**SECTION DU DOCUMENT**
........
Le jugement de Genet fut aussi incertain que ce geste racheté in extremis, oscillant entre rage, déception, indifférence et amusement. À Cocteau, il déclare en 1953 : « Son livre sur moi est d'une grande intelligence, mais il ne fait que répéter ce que je dis. Il ne m'apporte rien de neuf. » Dix ans plus tard, s'entretenant avec Madeleine Gobeil : « Je suis l'illustration d'une de ses théories de la liberté. Il a pu connaître un homme qui, au lieu de subir, revendiquait ce qui lui a été donné, le revendiquait et était décidé à le pousser à son extrême conséquence ». Il livre un aveu plus intime encore d'une certaine blessure, quand il dit avoir ressenti « une espèce de dégoût – parce que je me suis vu nu et dénudé par quelqu'un d'autre que moi. Dans tous mes livres, je me mets nu et en même temps je me travestis par des mots, des choix, des attitudes, par la féerie. Je m'arrange pour ne pas être trop endommagé ».
........
**CONSIGNE A**
Selon le passage sur Genet, en quelle année Genet fait-il à Cocteau sa déclaration sur le livre ?

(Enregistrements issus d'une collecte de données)
........
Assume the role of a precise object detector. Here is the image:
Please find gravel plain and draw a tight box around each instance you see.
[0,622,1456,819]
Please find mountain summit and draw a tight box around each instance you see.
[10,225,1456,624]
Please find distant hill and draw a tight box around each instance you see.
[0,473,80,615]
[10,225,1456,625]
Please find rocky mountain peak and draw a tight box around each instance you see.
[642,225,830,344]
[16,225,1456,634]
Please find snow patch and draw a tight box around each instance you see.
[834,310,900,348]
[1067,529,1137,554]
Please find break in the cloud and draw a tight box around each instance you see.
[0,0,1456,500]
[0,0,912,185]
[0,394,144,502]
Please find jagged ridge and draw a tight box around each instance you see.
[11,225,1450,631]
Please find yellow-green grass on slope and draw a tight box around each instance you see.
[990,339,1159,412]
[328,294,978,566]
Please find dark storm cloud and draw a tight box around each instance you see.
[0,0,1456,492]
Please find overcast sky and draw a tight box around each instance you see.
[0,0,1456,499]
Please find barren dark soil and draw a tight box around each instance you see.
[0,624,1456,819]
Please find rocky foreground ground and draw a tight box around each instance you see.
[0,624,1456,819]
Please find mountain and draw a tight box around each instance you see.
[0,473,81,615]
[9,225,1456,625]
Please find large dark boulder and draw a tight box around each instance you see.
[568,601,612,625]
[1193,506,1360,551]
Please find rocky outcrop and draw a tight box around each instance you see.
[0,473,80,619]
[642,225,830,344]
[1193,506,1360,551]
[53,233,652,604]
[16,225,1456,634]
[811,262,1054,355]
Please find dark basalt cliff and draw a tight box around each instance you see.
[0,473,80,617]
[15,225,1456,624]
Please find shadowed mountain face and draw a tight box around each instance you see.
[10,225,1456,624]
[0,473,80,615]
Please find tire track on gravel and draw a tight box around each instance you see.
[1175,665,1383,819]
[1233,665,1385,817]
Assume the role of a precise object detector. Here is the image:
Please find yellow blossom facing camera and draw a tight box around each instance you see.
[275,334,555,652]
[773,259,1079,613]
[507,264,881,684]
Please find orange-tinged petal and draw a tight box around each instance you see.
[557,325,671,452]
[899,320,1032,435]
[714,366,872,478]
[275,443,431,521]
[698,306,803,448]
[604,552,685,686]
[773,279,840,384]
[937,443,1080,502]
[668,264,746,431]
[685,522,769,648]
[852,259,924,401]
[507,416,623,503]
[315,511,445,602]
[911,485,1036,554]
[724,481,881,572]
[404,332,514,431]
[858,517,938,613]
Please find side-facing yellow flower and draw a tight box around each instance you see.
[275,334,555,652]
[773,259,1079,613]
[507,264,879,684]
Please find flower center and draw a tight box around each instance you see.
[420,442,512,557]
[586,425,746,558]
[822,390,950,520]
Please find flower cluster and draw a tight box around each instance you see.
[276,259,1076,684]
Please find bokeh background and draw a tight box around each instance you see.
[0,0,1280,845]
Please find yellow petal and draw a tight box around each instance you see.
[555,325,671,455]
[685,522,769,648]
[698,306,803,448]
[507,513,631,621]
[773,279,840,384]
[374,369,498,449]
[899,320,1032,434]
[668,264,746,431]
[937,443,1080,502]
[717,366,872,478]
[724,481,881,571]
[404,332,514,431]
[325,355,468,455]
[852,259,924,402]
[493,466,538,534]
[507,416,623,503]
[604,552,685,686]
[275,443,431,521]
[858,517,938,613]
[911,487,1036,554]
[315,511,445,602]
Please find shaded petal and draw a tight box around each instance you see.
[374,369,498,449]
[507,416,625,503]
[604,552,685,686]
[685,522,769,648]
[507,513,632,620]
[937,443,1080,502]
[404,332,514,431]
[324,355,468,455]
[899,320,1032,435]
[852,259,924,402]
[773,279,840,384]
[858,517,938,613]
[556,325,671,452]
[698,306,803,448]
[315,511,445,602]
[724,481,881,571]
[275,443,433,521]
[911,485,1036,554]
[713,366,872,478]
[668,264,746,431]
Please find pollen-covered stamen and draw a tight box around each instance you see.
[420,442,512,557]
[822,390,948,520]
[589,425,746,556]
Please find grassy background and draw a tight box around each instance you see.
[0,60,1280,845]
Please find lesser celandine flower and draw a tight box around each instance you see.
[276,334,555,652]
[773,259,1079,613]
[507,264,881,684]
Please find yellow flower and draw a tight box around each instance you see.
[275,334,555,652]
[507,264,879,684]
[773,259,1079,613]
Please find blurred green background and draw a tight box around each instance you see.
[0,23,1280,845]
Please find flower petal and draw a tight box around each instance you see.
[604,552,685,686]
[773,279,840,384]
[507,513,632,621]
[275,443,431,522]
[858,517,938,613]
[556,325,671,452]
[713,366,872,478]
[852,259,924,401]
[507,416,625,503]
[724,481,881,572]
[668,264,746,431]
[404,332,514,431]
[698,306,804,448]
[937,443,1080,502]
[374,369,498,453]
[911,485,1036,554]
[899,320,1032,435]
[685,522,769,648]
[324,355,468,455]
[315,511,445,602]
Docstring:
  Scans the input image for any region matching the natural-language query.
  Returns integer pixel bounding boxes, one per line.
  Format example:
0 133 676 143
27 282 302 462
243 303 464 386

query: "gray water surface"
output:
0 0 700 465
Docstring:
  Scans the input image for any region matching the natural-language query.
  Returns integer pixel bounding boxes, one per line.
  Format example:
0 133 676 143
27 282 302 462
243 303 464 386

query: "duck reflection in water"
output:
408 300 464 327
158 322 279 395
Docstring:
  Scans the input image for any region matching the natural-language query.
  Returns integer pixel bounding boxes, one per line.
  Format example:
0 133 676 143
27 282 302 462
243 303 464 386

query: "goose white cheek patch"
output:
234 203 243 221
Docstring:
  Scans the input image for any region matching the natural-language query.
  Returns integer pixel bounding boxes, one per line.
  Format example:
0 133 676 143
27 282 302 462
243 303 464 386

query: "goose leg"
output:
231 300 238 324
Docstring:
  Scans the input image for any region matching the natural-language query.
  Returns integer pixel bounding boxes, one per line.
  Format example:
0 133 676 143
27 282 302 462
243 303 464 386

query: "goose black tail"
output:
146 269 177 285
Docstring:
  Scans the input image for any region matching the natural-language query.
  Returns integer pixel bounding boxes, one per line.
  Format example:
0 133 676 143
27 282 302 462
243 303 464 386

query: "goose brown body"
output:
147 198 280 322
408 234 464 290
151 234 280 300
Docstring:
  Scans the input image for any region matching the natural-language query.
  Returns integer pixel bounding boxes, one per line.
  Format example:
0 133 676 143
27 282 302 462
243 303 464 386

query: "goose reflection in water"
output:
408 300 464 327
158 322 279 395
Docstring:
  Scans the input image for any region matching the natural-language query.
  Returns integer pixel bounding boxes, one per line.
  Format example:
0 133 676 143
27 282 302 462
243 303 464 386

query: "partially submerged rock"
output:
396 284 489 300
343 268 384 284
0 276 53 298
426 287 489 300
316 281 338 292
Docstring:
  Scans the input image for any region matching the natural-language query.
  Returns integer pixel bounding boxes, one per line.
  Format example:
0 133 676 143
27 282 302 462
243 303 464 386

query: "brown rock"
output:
........
**CONSIGNE B**
Mettez à jour les lignes de données, de la première jusqu'à celle qui contient « [0,0,1456,492] », incluse. Remplacez « instance » par « occurrence » et laissez tout le reste intact.

**RÉPONSE A**
En 1953.

**RÉPONSE B**
Assume the role of a precise object detector. Here is the image:
Please find gravel plain and draw a tight box around each occurrence you see.
[0,622,1456,819]
Please find mountain summit and draw a tight box around each occurrence you see.
[10,225,1456,624]
Please find distant hill and draw a tight box around each occurrence you see.
[0,473,80,615]
[10,225,1456,625]
Please find rocky mountain peak and draw a tight box around each occurrence you see.
[642,225,830,344]
[16,225,1456,634]
Please find snow patch and draw a tight box around each occurrence you see.
[834,310,900,348]
[1067,529,1137,554]
Please find break in the cloud and draw a tight box around each occurrence you see.
[0,0,1456,500]
[0,0,912,185]
[0,394,144,502]
Please find jagged ridge and draw a tight box around each occurrence you see.
[11,225,1450,631]
Please find yellow-green grass on slope and draw a tight box around each occurrence you see.
[990,339,1159,412]
[328,294,978,566]
Please find dark storm cloud and draw a tight box around each occurrence you see.
[0,0,1456,492]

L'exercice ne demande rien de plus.